◆ GIVEN REQUEST
Update the lines below so that "black jacket" becomes "dark coat", with everything else unchanged. Omit the pictures from your answer.

(Photo-based point labeling data)

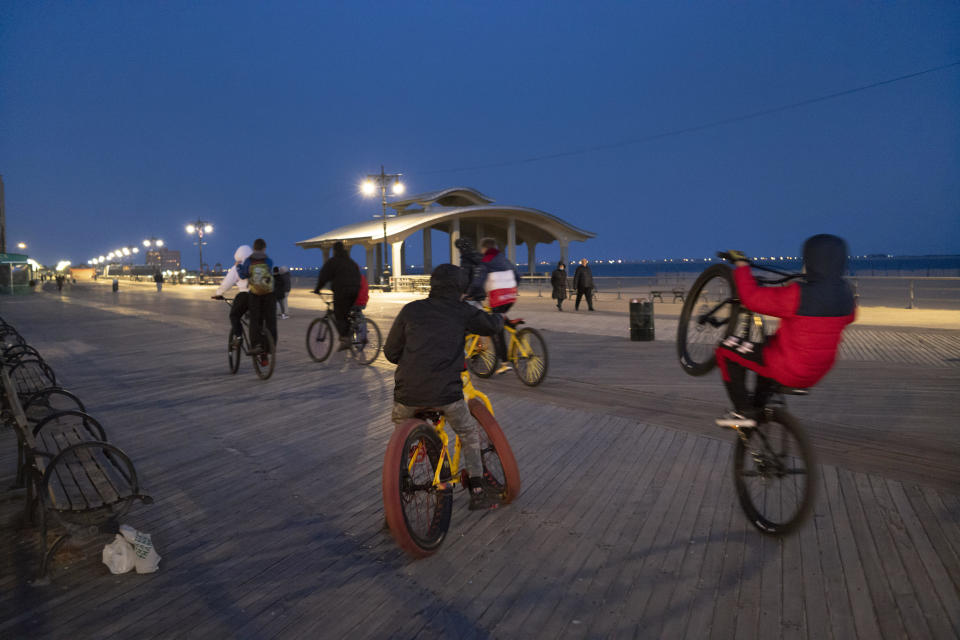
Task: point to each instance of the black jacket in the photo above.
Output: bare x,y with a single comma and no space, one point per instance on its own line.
583,278
340,271
427,338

◆ CORRECT RESULT
Task: point to each instance of the dark coat in the photo above.
Output: bare x,y with a single comma and no space, one point per instance on its own line.
583,278
340,271
427,338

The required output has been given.